_PROBLEM TO SOLVE:_ Would you return the material below exactly, with no line left out?

_GIVEN RECORDS:_
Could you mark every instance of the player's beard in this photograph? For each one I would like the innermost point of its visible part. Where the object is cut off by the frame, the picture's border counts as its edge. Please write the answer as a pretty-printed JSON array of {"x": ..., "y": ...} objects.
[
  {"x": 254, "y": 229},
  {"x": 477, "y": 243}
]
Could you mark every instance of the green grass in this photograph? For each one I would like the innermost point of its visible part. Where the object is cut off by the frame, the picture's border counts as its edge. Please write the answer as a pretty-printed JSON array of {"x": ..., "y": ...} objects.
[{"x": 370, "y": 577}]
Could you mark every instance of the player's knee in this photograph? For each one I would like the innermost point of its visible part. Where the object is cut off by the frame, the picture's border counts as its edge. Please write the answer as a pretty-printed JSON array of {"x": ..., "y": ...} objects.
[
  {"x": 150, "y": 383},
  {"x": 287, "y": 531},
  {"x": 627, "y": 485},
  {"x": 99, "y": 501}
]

_REPLY TO THE TASK:_
Could you mark every instance of the player's beard in this photograph? For each one I would like the innermost point of its visible part. Where the object is cut off by the frame, the picture's border counts as its edge. Please write the answer as a pretty-printed JSON array of {"x": ..., "y": ...} objects.
[
  {"x": 254, "y": 229},
  {"x": 477, "y": 243}
]
Could you mark every instance of the green grass in this photograph? For each one I would like the innermost point of its visible part. Where the object is cut off by the frame, the picture's border counts as its edge. Please write the answer as a pretty-printed JSON array of {"x": ..., "y": ...} objects.
[{"x": 370, "y": 577}]
Could you mark every instance of the player's knee in this photograph? For each one I would like the innermost point of its visible part. Where the object is cut off by the frame, the picture's border counts as its edge. Please write the answer as a pretty-printed JSON array of {"x": ..., "y": ...} objects.
[
  {"x": 150, "y": 383},
  {"x": 287, "y": 531},
  {"x": 627, "y": 485},
  {"x": 99, "y": 501}
]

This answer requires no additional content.